» **Short exercise**
Present the lines of the records starting at the line that contains "Where can the tall" and ending at the line that contains "point(228, 382)" as a numbered list, leaving out blank lines.
[start Data to process]
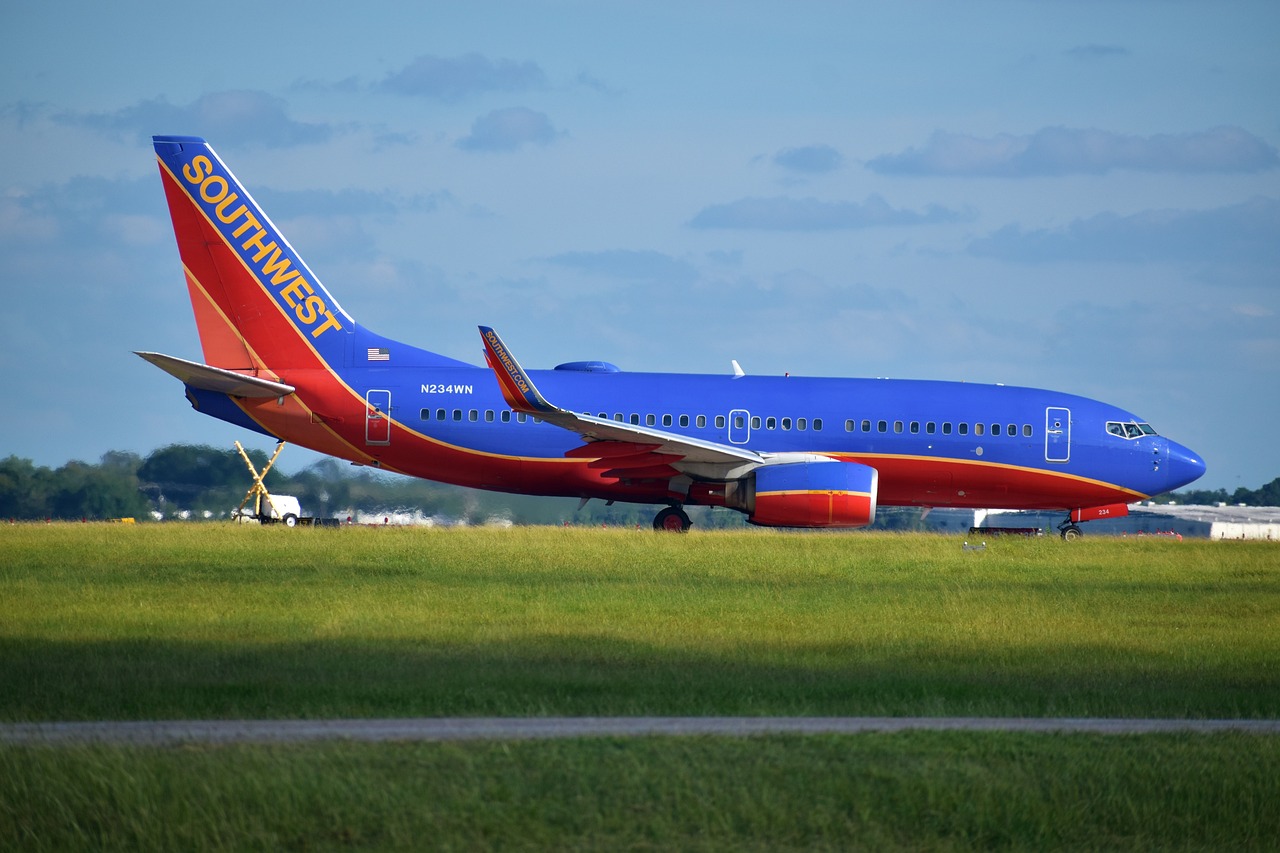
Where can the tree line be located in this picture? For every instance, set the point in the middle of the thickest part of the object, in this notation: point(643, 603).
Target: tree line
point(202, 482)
[end Data to process]
[start Data to process]
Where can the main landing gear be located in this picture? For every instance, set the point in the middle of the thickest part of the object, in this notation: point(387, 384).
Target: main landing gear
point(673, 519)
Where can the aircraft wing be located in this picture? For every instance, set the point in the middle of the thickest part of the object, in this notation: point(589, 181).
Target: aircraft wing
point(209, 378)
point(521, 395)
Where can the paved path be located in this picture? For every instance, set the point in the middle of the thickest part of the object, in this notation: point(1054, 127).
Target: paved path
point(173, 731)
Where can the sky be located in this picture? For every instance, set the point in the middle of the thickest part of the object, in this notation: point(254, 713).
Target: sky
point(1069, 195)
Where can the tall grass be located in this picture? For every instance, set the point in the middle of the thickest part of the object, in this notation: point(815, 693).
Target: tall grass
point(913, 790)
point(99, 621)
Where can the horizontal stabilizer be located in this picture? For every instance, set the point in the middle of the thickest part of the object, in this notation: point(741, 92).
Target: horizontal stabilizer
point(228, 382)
[end Data to process]
» **Solution to this problem**
1. Where can the tall grass be located in this picture? For every instance, set the point in the middle of the thickest part of the object, in this notation: point(815, 693).
2. Target: tall grass
3. point(913, 790)
4. point(99, 621)
5. Where can the horizontal stabilizer be located in this picture? For every instance, set the point in the middle of the thickest part of the object, in this notation: point(741, 92).
6. Target: horizontal stabilizer
7. point(228, 382)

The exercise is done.